Please let me know if its the right approach. In the following code, I am trying to compute over an ndarray of size (1000, 1000).
import asyncio
async def test_compression():
import numpy as np
import dask.array as da
from distributed.protocol import TypeCompressor
from distributed import Scheduler, Worker, Client, wait, performance_report
x = np.ones(1000000) # a large but compressible piece of data
d = TypeCompressor()
d["x"] = x # put Python object into d
out = d["x"] # get the object back out
d["z"] = 3
assert str(out) == str(x)
np.testing.assert_allclose(
np.frombuffer(out, x.dtype), x
) # the two objects should match
# assuming here that the underlying bytes are
# stored in something like a `.storage` attribute, but this isn't required
# we check that the amount of actual data stored is small
assert sum(map(len, d.storage.values())) < x.nbytes
async with Scheduler() as s:
async with Worker(s.address, data=d) as worker:
async with Client(s.address, asynchronous=True) as c:
async with performance_report(filename="dask-report.html"): #measure performance
x = da.ones((1000, 1000))

_THE REQUEST_
Could you carry the forum post above on testing Dask data compression forward, picking up right after its final line of code?

_RECORDS SUPPLIED_

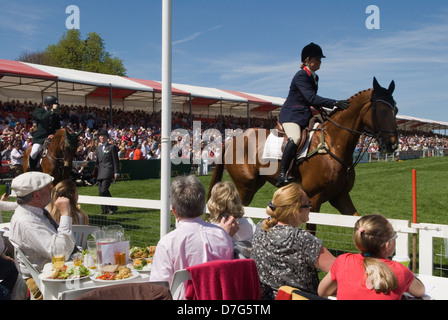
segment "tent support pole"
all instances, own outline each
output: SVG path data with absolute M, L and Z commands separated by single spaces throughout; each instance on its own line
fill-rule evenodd
M 170 231 L 172 0 L 162 4 L 162 155 L 160 237 Z
M 112 112 L 112 83 L 109 83 L 109 112 L 110 112 L 110 126 L 113 126 L 114 116 Z

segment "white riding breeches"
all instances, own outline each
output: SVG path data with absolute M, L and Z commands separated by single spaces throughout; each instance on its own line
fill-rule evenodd
M 288 138 L 291 138 L 293 142 L 298 145 L 302 135 L 302 129 L 300 129 L 300 126 L 294 122 L 285 122 L 282 123 L 282 126 Z
M 33 158 L 33 159 L 37 158 L 37 155 L 39 154 L 39 150 L 40 150 L 41 146 L 42 145 L 38 144 L 38 143 L 33 144 L 33 147 L 31 148 L 31 152 L 30 152 L 31 158 Z

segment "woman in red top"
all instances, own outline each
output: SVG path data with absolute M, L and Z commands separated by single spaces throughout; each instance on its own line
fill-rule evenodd
M 338 300 L 400 300 L 409 292 L 422 297 L 423 283 L 407 267 L 387 259 L 395 251 L 395 239 L 396 232 L 385 217 L 360 218 L 353 240 L 361 253 L 337 257 L 319 284 L 319 295 L 328 297 L 337 291 Z

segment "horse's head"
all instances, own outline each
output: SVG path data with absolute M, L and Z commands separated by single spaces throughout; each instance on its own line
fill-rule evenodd
M 373 78 L 373 91 L 370 100 L 371 120 L 366 121 L 379 143 L 380 151 L 393 152 L 398 148 L 398 129 L 396 115 L 398 108 L 392 93 L 395 82 L 392 81 L 388 89 L 381 87 Z
M 70 132 L 65 129 L 65 146 L 68 150 L 76 150 L 78 148 L 78 137 L 81 132 Z

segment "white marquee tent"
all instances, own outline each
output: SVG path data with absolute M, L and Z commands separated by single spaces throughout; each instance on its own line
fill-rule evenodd
M 124 110 L 159 111 L 162 83 L 73 69 L 0 59 L 0 101 L 41 102 L 58 95 L 61 103 L 112 106 Z M 219 114 L 267 117 L 278 115 L 284 98 L 187 84 L 172 84 L 172 111 L 197 117 Z M 399 128 L 429 132 L 447 130 L 448 122 L 398 115 Z M 446 132 L 445 132 L 446 133 Z

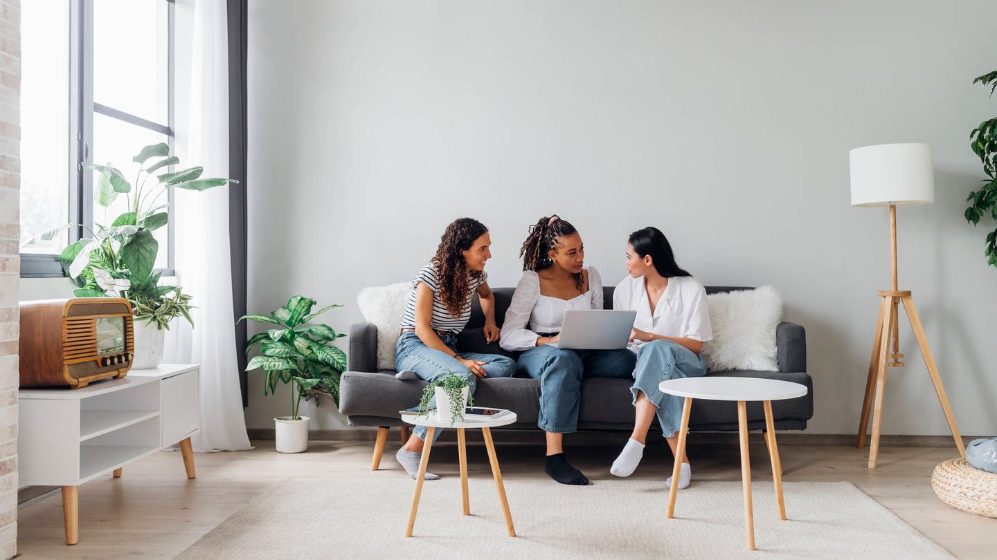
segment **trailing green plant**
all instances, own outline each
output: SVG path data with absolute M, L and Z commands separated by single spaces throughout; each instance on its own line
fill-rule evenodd
M 993 97 L 994 90 L 997 90 L 997 71 L 973 80 L 973 84 L 981 82 L 984 87 L 990 86 L 990 97 Z M 980 126 L 969 133 L 972 140 L 970 147 L 973 153 L 980 158 L 983 163 L 983 172 L 988 178 L 982 179 L 983 186 L 979 190 L 969 193 L 966 198 L 969 207 L 966 208 L 966 220 L 976 225 L 984 214 L 997 220 L 997 118 L 988 119 Z M 997 267 L 997 229 L 987 233 L 986 247 L 984 254 L 990 266 Z
M 274 394 L 278 383 L 291 386 L 291 420 L 300 420 L 301 400 L 320 396 L 332 397 L 339 407 L 339 378 L 346 370 L 346 354 L 335 346 L 338 338 L 328 325 L 309 324 L 319 315 L 343 307 L 333 304 L 312 313 L 316 301 L 304 296 L 292 296 L 287 305 L 269 315 L 243 315 L 248 319 L 276 325 L 257 333 L 246 341 L 246 354 L 258 347 L 259 356 L 246 365 L 246 371 L 263 370 L 263 395 Z M 237 322 L 236 322 L 237 323 Z
M 110 225 L 95 222 L 95 231 L 82 223 L 68 223 L 42 233 L 28 244 L 51 240 L 69 227 L 83 228 L 85 236 L 59 255 L 63 272 L 78 286 L 74 295 L 126 298 L 137 320 L 156 323 L 161 330 L 168 329 L 176 317 L 183 317 L 192 326 L 190 296 L 183 294 L 179 286 L 161 286 L 161 273 L 153 271 L 160 251 L 153 232 L 169 221 L 168 204 L 163 197 L 170 188 L 200 191 L 238 181 L 201 178 L 203 168 L 199 166 L 166 170 L 180 160 L 169 154 L 166 143 L 143 147 L 132 161 L 139 167 L 134 184 L 125 178 L 121 168 L 110 163 L 83 163 L 85 168 L 100 173 L 94 183 L 97 205 L 108 208 L 119 196 L 126 197 L 126 211 Z
M 475 406 L 475 396 L 468 394 L 468 403 L 464 403 L 461 392 L 466 387 L 471 387 L 471 374 L 460 375 L 451 370 L 447 374 L 431 381 L 424 389 L 423 396 L 419 400 L 419 415 L 426 416 L 432 410 L 433 398 L 436 396 L 436 389 L 439 387 L 450 399 L 450 424 L 454 425 L 457 419 L 464 418 L 464 408 Z

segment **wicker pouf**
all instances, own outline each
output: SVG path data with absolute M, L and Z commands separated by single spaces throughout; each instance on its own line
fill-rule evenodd
M 980 470 L 964 458 L 936 466 L 931 487 L 941 501 L 956 509 L 997 517 L 997 474 Z

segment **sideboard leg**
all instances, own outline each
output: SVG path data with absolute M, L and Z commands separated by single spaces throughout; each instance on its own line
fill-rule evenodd
M 193 449 L 190 447 L 190 438 L 180 441 L 180 454 L 183 455 L 183 468 L 187 471 L 187 478 L 196 478 L 197 472 L 193 468 Z
M 63 522 L 66 525 L 66 544 L 80 542 L 79 486 L 63 486 Z

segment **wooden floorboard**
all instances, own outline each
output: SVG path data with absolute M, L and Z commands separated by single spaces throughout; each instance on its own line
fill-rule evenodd
M 752 435 L 752 477 L 771 480 L 765 444 Z M 496 444 L 506 484 L 516 478 L 545 478 L 543 447 L 529 443 Z M 608 480 L 609 465 L 619 445 L 571 445 L 565 452 L 593 480 Z M 740 480 L 736 444 L 689 443 L 693 483 L 704 480 Z M 257 440 L 251 451 L 195 453 L 197 478 L 188 480 L 178 452 L 155 453 L 125 468 L 121 478 L 110 474 L 80 487 L 80 543 L 66 546 L 59 493 L 20 508 L 20 558 L 172 558 L 247 504 L 272 484 L 293 476 L 395 477 L 403 476 L 395 463 L 397 430 L 392 430 L 381 470 L 370 470 L 373 443 L 369 441 L 313 441 L 308 452 L 281 454 L 273 441 Z M 780 447 L 784 480 L 849 481 L 887 507 L 928 538 L 958 558 L 994 558 L 997 519 L 953 509 L 931 490 L 936 464 L 956 455 L 955 446 L 883 446 L 879 466 L 865 467 L 868 449 L 850 445 L 793 444 Z M 471 476 L 491 476 L 485 446 L 469 444 Z M 456 445 L 444 441 L 434 447 L 431 467 L 444 476 L 458 475 Z M 664 480 L 671 469 L 671 453 L 662 441 L 647 446 L 636 478 Z M 551 481 L 551 484 L 554 482 Z M 792 518 L 792 496 L 787 509 Z M 662 511 L 663 513 L 663 511 Z M 662 516 L 663 519 L 663 516 Z M 429 554 L 429 552 L 428 552 Z

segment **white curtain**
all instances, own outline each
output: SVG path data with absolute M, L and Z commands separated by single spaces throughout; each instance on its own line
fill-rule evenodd
M 225 0 L 176 3 L 176 154 L 183 167 L 201 165 L 204 177 L 228 174 L 228 47 Z M 186 96 L 189 92 L 188 99 Z M 200 365 L 198 451 L 251 449 L 246 435 L 232 317 L 228 245 L 228 189 L 176 189 L 175 268 L 193 296 L 194 328 L 174 321 L 164 363 Z

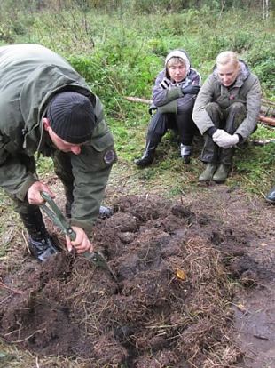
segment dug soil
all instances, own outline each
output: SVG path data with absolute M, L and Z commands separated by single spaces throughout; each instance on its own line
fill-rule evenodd
M 116 278 L 64 246 L 38 263 L 12 219 L 0 266 L 7 344 L 87 368 L 275 366 L 274 207 L 225 185 L 112 206 L 93 244 Z

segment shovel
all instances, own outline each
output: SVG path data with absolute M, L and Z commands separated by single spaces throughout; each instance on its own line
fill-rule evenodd
M 76 234 L 70 227 L 67 220 L 61 212 L 54 200 L 51 196 L 44 192 L 42 191 L 41 196 L 44 199 L 45 203 L 42 204 L 40 207 L 44 212 L 50 217 L 52 222 L 65 234 L 67 235 L 72 241 L 75 240 Z M 47 205 L 47 204 L 48 205 Z M 85 252 L 83 256 L 90 260 L 96 267 L 99 267 L 101 268 L 106 269 L 110 272 L 111 276 L 114 279 L 118 282 L 117 277 L 113 271 L 113 269 L 108 265 L 107 261 L 106 260 L 105 257 L 100 252 Z

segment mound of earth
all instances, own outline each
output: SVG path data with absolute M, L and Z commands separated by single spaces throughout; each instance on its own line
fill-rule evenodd
M 22 261 L 21 250 L 0 267 L 2 338 L 87 368 L 236 364 L 234 279 L 274 276 L 249 254 L 255 233 L 158 196 L 122 196 L 114 208 L 93 244 L 117 279 L 65 250 L 43 264 L 27 251 Z

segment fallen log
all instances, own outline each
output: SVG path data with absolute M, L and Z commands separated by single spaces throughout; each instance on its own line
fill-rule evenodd
M 147 105 L 150 105 L 152 103 L 152 100 L 141 99 L 139 97 L 127 96 L 124 97 L 124 99 L 130 102 L 146 103 Z M 261 107 L 261 112 L 268 112 L 268 108 Z M 275 117 L 265 116 L 264 115 L 260 114 L 258 116 L 258 120 L 265 125 L 275 126 Z
M 264 116 L 264 115 L 259 115 L 258 119 L 263 124 L 269 126 L 275 126 L 275 117 Z

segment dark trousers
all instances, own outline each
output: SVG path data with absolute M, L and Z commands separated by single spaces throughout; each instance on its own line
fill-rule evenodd
M 156 112 L 152 117 L 147 132 L 147 140 L 161 141 L 169 129 L 174 130 L 179 137 L 180 143 L 191 146 L 198 129 L 192 120 L 194 99 L 190 99 L 179 114 L 161 114 Z
M 215 126 L 224 129 L 230 134 L 234 134 L 247 116 L 246 107 L 241 102 L 232 103 L 227 108 L 221 108 L 216 102 L 210 102 L 207 105 L 206 110 Z M 208 134 L 204 134 L 204 140 L 201 161 L 232 165 L 235 151 L 233 148 L 224 149 L 218 147 Z

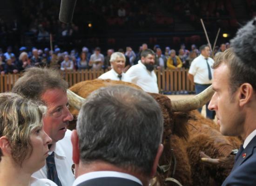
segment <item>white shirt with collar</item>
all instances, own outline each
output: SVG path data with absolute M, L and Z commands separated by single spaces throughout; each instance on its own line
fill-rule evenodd
M 119 78 L 118 78 L 118 75 L 119 74 L 116 73 L 116 72 L 115 72 L 115 70 L 112 68 L 110 71 L 103 73 L 103 74 L 101 74 L 98 78 L 101 79 L 102 80 L 110 79 L 111 80 L 115 80 L 116 81 L 119 81 L 120 80 L 119 79 Z M 121 81 L 129 82 L 131 82 L 132 81 L 130 77 L 124 73 L 122 73 L 121 75 Z
M 126 72 L 133 83 L 148 93 L 159 93 L 157 78 L 154 70 L 149 72 L 140 60 Z
M 191 62 L 189 73 L 194 76 L 194 82 L 199 84 L 210 84 L 212 83 L 213 78 L 213 69 L 211 68 L 214 63 L 213 60 L 209 57 L 207 61 L 212 75 L 212 79 L 209 80 L 208 67 L 206 64 L 205 57 L 200 54 L 195 58 Z
M 67 130 L 63 139 L 53 145 L 48 153 L 51 154 L 54 152 L 54 160 L 58 177 L 62 186 L 72 186 L 74 176 L 71 171 L 73 164 L 72 160 L 72 145 L 71 143 L 71 131 Z M 38 178 L 47 178 L 47 166 L 46 165 L 38 171 L 34 173 L 33 176 Z
M 256 136 L 256 129 L 252 131 L 252 132 L 249 134 L 248 136 L 245 139 L 243 145 L 243 148 L 245 148 L 246 146 L 248 145 L 250 141 L 253 139 L 254 137 Z
M 141 184 L 141 186 L 142 185 L 142 183 L 140 179 L 130 174 L 115 171 L 95 171 L 87 173 L 78 176 L 76 179 L 75 179 L 72 186 L 77 186 L 81 183 L 89 179 L 104 177 L 124 178 L 135 181 Z

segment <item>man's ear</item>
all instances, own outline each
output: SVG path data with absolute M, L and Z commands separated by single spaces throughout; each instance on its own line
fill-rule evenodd
M 163 150 L 163 146 L 162 144 L 159 145 L 158 146 L 158 149 L 157 150 L 157 153 L 155 158 L 155 160 L 154 161 L 154 164 L 153 165 L 152 169 L 151 170 L 151 173 L 150 173 L 150 178 L 153 178 L 155 175 L 156 173 L 156 169 L 157 168 L 157 165 L 158 165 L 158 162 L 159 161 L 159 159 L 161 157 L 162 152 Z
M 75 164 L 79 164 L 80 153 L 79 151 L 79 144 L 78 135 L 76 130 L 73 130 L 71 134 L 71 142 L 72 143 L 73 157 L 72 159 Z
M 2 136 L 0 138 L 0 149 L 2 151 L 2 153 L 4 156 L 5 154 L 12 154 L 12 149 L 11 145 L 8 139 L 6 136 Z
M 239 91 L 239 106 L 244 106 L 251 100 L 253 93 L 253 88 L 249 83 L 245 83 L 240 86 Z

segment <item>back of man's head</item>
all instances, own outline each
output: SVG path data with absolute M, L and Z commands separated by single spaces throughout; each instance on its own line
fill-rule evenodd
M 87 99 L 77 130 L 80 158 L 103 161 L 148 176 L 162 141 L 163 118 L 156 101 L 134 88 L 101 88 Z
M 27 69 L 15 82 L 12 92 L 24 97 L 40 100 L 47 90 L 60 89 L 67 91 L 67 83 L 56 70 L 38 67 Z

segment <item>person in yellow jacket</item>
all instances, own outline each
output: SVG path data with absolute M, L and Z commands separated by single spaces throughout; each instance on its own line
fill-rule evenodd
M 176 51 L 171 50 L 170 55 L 167 60 L 167 67 L 170 69 L 176 69 L 182 67 L 182 63 L 179 56 L 176 55 Z

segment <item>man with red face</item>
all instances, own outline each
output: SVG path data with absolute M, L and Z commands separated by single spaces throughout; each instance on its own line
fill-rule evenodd
M 111 70 L 103 73 L 99 79 L 131 82 L 129 77 L 123 72 L 125 65 L 125 56 L 120 52 L 113 53 L 110 57 Z
M 256 21 L 238 31 L 213 66 L 216 92 L 208 107 L 216 111 L 222 134 L 240 136 L 244 141 L 223 186 L 256 185 Z
M 141 60 L 138 64 L 132 66 L 126 74 L 130 76 L 133 83 L 144 91 L 159 93 L 157 79 L 154 71 L 155 54 L 151 49 L 147 49 L 141 52 Z
M 67 83 L 57 72 L 33 67 L 26 70 L 12 90 L 23 97 L 41 101 L 47 106 L 43 128 L 52 142 L 47 163 L 33 176 L 48 178 L 62 186 L 71 186 L 74 180 L 71 169 L 71 132 L 67 129 L 68 122 L 73 120 L 68 108 L 67 87 Z

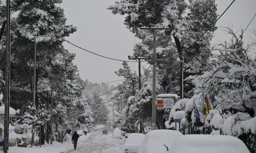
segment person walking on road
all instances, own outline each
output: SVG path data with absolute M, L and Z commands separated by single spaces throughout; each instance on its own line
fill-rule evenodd
M 78 140 L 79 137 L 79 135 L 76 133 L 76 131 L 75 131 L 75 133 L 73 134 L 72 138 L 71 138 L 71 140 L 72 141 L 72 142 L 74 142 L 74 148 L 75 149 L 75 150 L 76 148 L 76 145 L 77 145 L 77 140 Z

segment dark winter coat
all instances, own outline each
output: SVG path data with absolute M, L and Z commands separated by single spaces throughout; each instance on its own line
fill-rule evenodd
M 73 140 L 77 140 L 78 139 L 79 137 L 79 135 L 78 134 L 74 133 L 73 134 L 71 141 L 73 141 Z

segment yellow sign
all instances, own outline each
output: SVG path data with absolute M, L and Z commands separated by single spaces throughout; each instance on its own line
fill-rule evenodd
M 163 108 L 163 100 L 157 100 L 157 108 Z

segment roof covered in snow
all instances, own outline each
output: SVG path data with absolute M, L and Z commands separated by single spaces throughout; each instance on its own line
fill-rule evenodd
M 164 94 L 159 94 L 157 95 L 158 98 L 167 98 L 167 97 L 175 97 L 175 98 L 178 98 L 179 96 L 177 94 L 173 93 L 164 93 Z
M 9 109 L 9 114 L 10 115 L 15 115 L 16 113 L 16 111 L 14 109 L 13 109 L 11 107 L 10 107 Z M 5 106 L 0 106 L 0 115 L 4 115 L 5 114 Z

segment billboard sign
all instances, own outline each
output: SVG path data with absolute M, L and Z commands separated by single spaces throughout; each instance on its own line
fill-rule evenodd
M 174 105 L 173 98 L 158 99 L 157 107 L 158 108 L 172 108 Z

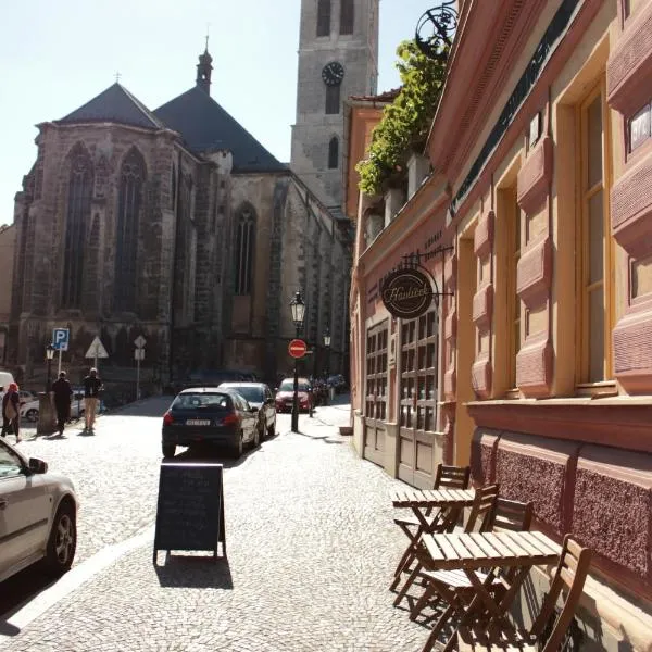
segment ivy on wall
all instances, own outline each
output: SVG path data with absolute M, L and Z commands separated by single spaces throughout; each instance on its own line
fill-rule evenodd
M 392 178 L 404 178 L 412 152 L 422 152 L 437 111 L 446 79 L 446 54 L 428 59 L 414 40 L 401 42 L 396 66 L 401 90 L 383 111 L 372 134 L 368 158 L 355 166 L 359 188 L 365 195 L 378 195 Z

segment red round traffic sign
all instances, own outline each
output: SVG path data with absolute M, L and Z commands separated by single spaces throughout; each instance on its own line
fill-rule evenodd
M 303 358 L 308 351 L 308 346 L 303 340 L 292 340 L 288 344 L 288 353 L 292 358 Z

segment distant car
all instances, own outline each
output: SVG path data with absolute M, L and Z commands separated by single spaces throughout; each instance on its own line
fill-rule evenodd
M 39 401 L 30 401 L 21 405 L 21 418 L 25 418 L 30 423 L 38 421 Z M 74 398 L 71 402 L 71 418 L 80 418 L 84 416 L 84 401 L 78 401 Z
M 2 438 L 0 514 L 0 581 L 40 560 L 54 574 L 71 567 L 77 547 L 73 482 Z
M 259 410 L 233 389 L 193 387 L 181 391 L 163 415 L 162 450 L 172 457 L 177 446 L 227 444 L 239 457 L 244 443 L 260 443 Z
M 299 410 L 310 412 L 314 408 L 314 397 L 312 392 L 312 386 L 308 378 L 299 378 L 297 399 L 299 402 Z M 284 378 L 276 390 L 276 411 L 277 412 L 291 412 L 292 401 L 294 398 L 294 379 Z
M 252 408 L 259 409 L 261 439 L 276 432 L 276 406 L 272 390 L 264 383 L 222 383 L 218 389 L 234 389 L 243 396 Z

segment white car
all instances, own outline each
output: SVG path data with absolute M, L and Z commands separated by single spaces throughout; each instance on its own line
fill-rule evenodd
M 21 405 L 21 417 L 28 422 L 36 423 L 38 421 L 38 401 L 29 401 Z M 71 402 L 71 418 L 79 418 L 84 416 L 84 400 L 78 401 L 73 399 Z
M 40 560 L 49 572 L 65 573 L 76 547 L 73 482 L 0 437 L 0 581 Z

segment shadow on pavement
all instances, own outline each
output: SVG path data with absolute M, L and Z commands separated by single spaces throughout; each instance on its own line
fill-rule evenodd
M 226 557 L 214 559 L 212 555 L 185 556 L 166 553 L 165 565 L 160 566 L 156 563 L 154 569 L 162 587 L 224 590 L 234 588 Z

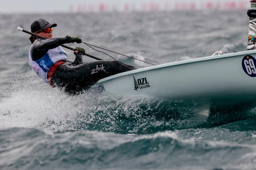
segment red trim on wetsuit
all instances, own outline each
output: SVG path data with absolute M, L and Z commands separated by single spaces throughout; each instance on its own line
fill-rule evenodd
M 50 69 L 48 71 L 47 73 L 47 79 L 48 80 L 48 81 L 49 82 L 49 83 L 50 85 L 51 85 L 51 86 L 52 87 L 55 87 L 52 81 L 52 76 L 53 76 L 53 74 L 55 72 L 55 71 L 56 71 L 56 69 L 57 69 L 58 67 L 66 62 L 67 61 L 63 60 L 60 60 L 59 61 L 57 61 L 51 67 Z

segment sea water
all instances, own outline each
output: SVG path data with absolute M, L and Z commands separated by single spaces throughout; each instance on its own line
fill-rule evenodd
M 45 84 L 29 65 L 29 35 L 16 30 L 30 31 L 41 18 L 58 24 L 54 37 L 79 35 L 156 64 L 245 50 L 249 21 L 242 11 L 1 14 L 0 169 L 256 169 L 256 108 L 202 121 L 191 113 L 196 103 L 70 95 Z M 84 44 L 67 45 L 112 60 Z M 107 53 L 137 67 L 150 65 Z

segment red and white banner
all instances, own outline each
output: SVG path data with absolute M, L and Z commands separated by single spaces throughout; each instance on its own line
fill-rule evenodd
M 84 1 L 70 4 L 69 9 L 70 11 L 75 12 L 244 10 L 250 8 L 249 2 L 249 0 Z

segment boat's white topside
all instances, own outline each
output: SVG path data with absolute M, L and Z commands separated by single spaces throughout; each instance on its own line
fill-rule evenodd
M 106 77 L 96 82 L 96 84 L 98 84 L 102 82 L 103 82 L 108 80 L 110 79 L 114 78 L 116 77 L 120 76 L 130 74 L 134 74 L 138 72 L 140 72 L 146 70 L 149 70 L 152 69 L 158 69 L 162 67 L 164 67 L 168 66 L 173 66 L 178 65 L 181 65 L 184 64 L 186 64 L 189 63 L 191 63 L 196 62 L 200 62 L 205 60 L 214 60 L 215 59 L 217 59 L 223 58 L 228 57 L 232 57 L 233 56 L 239 55 L 246 55 L 247 54 L 256 54 L 256 50 L 251 50 L 248 51 L 240 51 L 239 52 L 236 52 L 230 53 L 228 53 L 221 55 L 212 56 L 209 56 L 207 57 L 204 57 L 200 58 L 193 58 L 189 60 L 182 60 L 181 61 L 179 61 L 172 63 L 166 63 L 165 64 L 162 64 L 155 66 L 150 66 L 141 69 L 139 69 L 134 70 L 132 70 L 127 71 L 126 72 L 124 72 L 115 75 L 113 75 L 109 77 Z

_TASK OUTPUT_
y = await x.persist() # put data in memory
y = await (x + x.T).mean().persist() # do some work
future = c.compute(y)
await wait(future)
assert sum(map(len, worker.data.storage.values())) < x.nbytes
asyncio.run(test_compression())
Attached is an html file that I got as result.(To view change the extension from .txt to .html) dask-report.txt
Apart from this: What are the other data-types I should investigate with (numpy.ndarray, string, pandas.Series) ?
I tried another approach to this problem (hope that is ok 🙂) in PR ( https://github.com/dask/distributed/pull/3968 ). We need not go with that. Just trying to see if we are able to get the behavior we want out of Zict alone. Would be curious to hear what people think of it.